- Opening Delimiter -
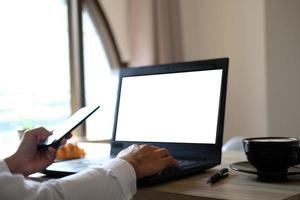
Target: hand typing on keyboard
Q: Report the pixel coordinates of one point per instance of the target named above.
(147, 159)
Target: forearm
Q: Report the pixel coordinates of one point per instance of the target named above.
(113, 182)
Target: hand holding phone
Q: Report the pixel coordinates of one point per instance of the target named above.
(65, 130)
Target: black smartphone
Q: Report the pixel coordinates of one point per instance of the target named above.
(64, 130)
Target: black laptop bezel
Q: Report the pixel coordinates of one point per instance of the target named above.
(210, 152)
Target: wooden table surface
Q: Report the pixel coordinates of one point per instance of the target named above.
(237, 185)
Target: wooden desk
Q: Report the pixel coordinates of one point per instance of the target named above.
(239, 186)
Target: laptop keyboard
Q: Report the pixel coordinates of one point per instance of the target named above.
(186, 167)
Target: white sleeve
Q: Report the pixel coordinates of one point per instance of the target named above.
(116, 179)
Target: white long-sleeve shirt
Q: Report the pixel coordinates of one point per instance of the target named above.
(116, 179)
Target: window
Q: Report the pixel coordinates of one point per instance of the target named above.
(100, 80)
(47, 72)
(34, 64)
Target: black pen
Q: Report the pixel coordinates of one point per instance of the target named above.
(219, 175)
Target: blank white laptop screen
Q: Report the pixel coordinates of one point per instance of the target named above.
(177, 107)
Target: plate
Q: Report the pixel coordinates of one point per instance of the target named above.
(246, 167)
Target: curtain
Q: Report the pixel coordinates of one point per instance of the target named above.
(154, 32)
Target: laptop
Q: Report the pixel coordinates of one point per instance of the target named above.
(178, 106)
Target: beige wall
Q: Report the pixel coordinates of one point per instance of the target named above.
(234, 29)
(283, 66)
(261, 38)
(117, 13)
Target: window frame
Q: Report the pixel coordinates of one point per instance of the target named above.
(98, 16)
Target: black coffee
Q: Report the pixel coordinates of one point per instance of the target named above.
(272, 154)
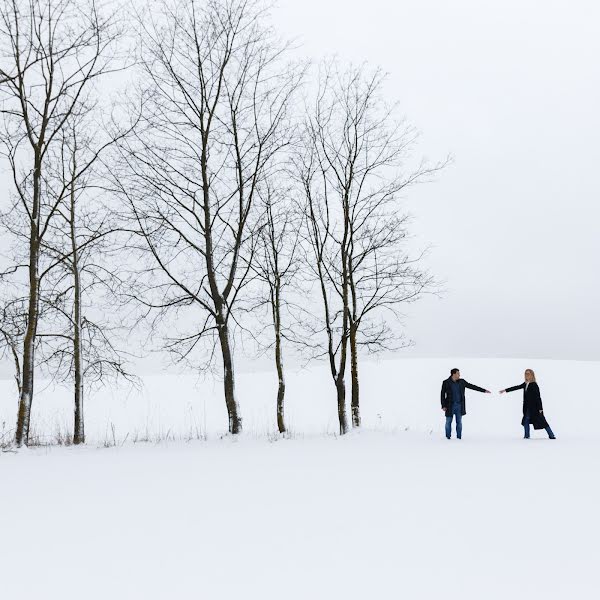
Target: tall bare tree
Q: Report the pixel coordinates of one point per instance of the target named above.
(277, 266)
(353, 171)
(216, 97)
(84, 255)
(52, 51)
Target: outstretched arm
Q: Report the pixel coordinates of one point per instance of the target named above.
(513, 389)
(476, 388)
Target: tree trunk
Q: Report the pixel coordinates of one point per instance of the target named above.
(340, 387)
(279, 364)
(355, 402)
(26, 395)
(78, 428)
(235, 421)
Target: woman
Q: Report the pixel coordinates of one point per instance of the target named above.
(533, 411)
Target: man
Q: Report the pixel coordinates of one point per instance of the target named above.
(453, 400)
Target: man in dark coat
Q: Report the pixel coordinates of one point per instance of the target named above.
(453, 400)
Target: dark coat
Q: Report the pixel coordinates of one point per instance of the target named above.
(532, 404)
(447, 394)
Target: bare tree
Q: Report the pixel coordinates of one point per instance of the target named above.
(352, 171)
(52, 50)
(277, 265)
(216, 97)
(13, 322)
(83, 261)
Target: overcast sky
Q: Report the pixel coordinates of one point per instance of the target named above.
(512, 90)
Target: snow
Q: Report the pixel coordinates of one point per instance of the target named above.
(395, 510)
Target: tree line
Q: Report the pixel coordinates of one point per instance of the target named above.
(227, 192)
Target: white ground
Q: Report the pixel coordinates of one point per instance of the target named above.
(395, 511)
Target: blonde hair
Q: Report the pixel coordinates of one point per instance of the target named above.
(532, 374)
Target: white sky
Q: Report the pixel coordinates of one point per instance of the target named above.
(512, 90)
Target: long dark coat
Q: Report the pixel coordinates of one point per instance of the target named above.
(447, 395)
(532, 404)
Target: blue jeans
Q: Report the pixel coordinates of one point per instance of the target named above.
(456, 412)
(528, 429)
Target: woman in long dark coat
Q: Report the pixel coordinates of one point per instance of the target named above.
(533, 411)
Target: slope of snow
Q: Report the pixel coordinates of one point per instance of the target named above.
(392, 511)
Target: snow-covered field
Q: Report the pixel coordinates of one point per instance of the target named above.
(395, 511)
- Closing Delimiter -
From the entries, report every line in which the string "wooden" occurs.

Target: wooden table surface
Target: wooden desk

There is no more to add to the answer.